WHAT TO WORK ON
Report each line of the entries below that contains the string "face", copying every such line in full.

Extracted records

----

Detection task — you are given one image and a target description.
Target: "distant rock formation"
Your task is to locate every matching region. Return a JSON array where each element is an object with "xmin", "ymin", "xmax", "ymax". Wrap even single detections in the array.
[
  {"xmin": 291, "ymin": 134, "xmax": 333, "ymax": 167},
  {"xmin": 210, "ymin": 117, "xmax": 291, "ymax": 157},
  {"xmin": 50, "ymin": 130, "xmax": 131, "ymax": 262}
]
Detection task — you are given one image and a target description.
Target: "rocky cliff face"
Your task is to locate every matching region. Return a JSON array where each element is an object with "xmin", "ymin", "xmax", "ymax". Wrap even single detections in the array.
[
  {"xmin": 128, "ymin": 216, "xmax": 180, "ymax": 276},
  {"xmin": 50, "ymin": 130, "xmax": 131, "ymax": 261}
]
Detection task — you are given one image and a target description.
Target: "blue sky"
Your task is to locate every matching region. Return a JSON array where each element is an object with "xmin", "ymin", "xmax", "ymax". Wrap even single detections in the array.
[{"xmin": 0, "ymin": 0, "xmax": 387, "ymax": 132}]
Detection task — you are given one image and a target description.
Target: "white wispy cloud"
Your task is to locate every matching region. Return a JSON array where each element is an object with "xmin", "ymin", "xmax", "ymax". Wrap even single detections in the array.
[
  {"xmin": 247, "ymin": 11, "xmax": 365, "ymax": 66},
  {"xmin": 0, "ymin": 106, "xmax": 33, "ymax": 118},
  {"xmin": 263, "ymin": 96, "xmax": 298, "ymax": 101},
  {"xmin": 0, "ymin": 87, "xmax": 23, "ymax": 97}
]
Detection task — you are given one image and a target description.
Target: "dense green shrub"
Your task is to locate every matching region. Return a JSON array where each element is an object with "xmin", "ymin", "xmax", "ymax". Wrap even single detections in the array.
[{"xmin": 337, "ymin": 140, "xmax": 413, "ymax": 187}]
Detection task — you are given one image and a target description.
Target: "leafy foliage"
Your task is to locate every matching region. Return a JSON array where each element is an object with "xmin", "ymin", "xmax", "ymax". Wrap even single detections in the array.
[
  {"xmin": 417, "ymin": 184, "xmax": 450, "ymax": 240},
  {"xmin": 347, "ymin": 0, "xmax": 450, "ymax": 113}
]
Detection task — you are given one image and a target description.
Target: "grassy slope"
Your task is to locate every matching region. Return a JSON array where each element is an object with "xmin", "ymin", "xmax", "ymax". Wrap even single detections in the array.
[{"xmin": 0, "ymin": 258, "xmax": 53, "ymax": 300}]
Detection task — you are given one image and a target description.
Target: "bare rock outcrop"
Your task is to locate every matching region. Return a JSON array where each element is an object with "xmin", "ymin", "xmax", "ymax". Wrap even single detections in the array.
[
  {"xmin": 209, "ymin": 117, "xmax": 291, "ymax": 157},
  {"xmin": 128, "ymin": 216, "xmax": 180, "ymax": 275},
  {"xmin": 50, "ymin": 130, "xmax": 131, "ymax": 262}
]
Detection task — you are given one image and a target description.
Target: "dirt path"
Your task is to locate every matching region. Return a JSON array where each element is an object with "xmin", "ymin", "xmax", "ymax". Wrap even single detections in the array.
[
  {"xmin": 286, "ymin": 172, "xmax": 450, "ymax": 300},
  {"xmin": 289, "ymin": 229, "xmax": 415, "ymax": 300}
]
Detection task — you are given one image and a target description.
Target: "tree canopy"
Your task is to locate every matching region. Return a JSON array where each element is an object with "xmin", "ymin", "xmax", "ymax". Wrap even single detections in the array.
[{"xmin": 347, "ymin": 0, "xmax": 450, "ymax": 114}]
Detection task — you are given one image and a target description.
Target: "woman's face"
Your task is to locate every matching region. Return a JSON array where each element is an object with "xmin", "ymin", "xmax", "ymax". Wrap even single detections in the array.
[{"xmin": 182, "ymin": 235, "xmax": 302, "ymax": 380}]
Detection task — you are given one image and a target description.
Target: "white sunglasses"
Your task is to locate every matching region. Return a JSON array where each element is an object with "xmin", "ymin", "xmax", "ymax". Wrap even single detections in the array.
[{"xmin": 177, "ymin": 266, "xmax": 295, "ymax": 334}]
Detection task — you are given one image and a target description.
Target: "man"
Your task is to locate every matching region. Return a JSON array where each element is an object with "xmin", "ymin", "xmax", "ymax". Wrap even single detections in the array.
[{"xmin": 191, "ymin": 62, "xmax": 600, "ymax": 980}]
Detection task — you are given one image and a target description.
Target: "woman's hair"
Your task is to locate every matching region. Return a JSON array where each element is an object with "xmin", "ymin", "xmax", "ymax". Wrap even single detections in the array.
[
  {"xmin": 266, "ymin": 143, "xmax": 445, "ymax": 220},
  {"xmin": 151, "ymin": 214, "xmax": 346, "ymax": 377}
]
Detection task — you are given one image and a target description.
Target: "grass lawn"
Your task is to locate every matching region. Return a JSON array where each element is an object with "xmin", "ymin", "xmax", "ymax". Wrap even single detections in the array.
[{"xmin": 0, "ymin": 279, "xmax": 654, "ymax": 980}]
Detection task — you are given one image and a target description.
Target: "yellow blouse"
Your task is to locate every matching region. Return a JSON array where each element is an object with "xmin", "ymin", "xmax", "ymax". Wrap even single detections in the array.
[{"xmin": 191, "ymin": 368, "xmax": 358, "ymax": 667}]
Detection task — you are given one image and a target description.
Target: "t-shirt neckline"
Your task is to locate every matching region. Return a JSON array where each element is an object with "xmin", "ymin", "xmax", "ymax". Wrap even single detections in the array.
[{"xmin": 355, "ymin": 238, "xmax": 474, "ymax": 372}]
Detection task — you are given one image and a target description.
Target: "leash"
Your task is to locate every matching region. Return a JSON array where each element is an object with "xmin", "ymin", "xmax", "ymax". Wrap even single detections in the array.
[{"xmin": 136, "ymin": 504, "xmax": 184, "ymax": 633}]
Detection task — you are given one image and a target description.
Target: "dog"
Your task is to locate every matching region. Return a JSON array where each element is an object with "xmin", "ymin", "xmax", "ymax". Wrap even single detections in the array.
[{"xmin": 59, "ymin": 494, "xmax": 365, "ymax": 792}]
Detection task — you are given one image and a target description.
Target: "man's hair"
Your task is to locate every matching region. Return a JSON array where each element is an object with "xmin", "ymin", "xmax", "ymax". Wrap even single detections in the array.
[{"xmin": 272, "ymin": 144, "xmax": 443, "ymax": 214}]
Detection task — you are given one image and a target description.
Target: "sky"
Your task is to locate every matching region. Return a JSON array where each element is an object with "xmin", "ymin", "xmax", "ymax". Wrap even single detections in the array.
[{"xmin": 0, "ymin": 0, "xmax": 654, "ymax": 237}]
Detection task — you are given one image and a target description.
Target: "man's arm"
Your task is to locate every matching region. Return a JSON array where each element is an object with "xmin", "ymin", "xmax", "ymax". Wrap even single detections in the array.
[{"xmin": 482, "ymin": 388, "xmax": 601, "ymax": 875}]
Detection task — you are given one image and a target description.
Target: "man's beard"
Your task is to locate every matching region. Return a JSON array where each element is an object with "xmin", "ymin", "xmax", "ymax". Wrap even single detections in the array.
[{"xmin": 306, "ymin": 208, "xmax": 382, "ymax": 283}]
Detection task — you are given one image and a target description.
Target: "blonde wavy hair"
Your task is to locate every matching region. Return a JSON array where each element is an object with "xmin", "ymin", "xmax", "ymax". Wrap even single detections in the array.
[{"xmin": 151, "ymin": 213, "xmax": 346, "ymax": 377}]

----

FINISHED EXERCISE
Target: "rocky cliff face"
Target: "woman's face"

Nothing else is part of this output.